[[ RECORDS PROVIDED, beginning ]]

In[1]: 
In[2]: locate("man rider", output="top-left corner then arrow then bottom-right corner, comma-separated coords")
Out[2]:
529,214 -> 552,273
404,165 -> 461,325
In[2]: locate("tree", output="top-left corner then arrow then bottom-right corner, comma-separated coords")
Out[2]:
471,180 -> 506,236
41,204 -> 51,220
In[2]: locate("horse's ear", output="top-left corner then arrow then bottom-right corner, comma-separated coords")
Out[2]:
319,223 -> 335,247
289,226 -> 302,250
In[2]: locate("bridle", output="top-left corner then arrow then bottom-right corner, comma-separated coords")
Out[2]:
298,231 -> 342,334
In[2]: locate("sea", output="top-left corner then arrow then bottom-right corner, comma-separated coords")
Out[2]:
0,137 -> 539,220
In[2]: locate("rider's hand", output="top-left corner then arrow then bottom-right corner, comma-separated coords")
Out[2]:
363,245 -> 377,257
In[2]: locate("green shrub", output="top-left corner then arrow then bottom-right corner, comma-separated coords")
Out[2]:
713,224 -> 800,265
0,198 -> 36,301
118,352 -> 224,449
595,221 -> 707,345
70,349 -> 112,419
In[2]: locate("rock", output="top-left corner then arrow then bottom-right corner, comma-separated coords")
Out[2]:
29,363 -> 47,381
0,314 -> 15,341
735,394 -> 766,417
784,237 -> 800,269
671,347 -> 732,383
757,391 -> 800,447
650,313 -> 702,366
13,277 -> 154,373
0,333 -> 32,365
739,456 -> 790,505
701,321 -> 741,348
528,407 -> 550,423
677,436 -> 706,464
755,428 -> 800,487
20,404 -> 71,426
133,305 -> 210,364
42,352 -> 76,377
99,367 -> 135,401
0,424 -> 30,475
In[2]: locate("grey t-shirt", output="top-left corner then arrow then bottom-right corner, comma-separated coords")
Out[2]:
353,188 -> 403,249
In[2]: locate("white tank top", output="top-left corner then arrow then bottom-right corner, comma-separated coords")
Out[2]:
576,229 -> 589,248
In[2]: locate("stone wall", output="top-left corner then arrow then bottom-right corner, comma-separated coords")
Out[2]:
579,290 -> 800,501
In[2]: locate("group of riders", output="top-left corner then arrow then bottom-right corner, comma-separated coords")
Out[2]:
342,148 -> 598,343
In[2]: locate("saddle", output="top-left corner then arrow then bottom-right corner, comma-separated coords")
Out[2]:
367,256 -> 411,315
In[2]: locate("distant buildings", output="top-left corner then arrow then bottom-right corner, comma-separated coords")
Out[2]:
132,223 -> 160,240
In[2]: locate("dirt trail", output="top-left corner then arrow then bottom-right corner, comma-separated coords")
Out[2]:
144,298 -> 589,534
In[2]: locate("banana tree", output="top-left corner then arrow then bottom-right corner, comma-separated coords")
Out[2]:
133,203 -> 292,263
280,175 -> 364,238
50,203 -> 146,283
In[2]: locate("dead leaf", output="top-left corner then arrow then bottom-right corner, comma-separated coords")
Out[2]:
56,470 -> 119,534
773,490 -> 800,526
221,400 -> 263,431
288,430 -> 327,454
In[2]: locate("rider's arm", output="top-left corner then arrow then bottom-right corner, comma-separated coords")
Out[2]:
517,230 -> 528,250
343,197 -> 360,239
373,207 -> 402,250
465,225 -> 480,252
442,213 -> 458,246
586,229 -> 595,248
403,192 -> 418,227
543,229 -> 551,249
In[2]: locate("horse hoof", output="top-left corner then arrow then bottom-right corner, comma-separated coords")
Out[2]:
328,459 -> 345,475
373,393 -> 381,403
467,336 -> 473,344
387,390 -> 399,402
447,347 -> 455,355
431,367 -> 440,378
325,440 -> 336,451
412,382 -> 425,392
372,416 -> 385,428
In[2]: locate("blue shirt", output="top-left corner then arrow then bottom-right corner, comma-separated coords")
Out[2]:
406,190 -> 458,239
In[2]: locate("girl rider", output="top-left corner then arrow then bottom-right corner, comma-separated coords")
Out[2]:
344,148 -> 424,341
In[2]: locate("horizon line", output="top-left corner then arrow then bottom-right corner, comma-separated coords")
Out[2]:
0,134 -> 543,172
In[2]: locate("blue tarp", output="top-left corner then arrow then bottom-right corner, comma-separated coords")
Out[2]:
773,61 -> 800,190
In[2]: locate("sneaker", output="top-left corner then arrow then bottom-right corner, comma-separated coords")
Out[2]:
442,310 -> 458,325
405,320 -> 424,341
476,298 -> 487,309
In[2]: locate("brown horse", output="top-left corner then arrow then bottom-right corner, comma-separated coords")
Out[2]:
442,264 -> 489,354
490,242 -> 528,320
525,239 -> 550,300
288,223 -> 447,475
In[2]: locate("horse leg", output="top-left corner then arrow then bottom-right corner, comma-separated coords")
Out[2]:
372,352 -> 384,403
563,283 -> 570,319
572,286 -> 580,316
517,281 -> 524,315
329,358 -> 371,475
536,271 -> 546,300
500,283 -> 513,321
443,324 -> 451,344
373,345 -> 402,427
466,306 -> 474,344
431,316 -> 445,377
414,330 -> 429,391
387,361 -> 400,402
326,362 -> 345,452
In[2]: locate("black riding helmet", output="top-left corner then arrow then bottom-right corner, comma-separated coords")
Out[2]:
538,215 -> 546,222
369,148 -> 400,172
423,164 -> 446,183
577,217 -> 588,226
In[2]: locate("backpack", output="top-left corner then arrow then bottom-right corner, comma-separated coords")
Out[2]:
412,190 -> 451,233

[[ RECORDS PROVIDED, end ]]

HOW TO COMPLETE THIS TASK: Pick out all lines from the data above in which the word "shirt" appears.

EXERCISE SOLUTION:
In[2]: locate("grey t-shirt", output="top-left corner then arrow then bottom-right corner, comma-separated coords")
In[2]: locate("blue shirt", output="top-left corner then arrow then bottom-right corner, comma-separated coords")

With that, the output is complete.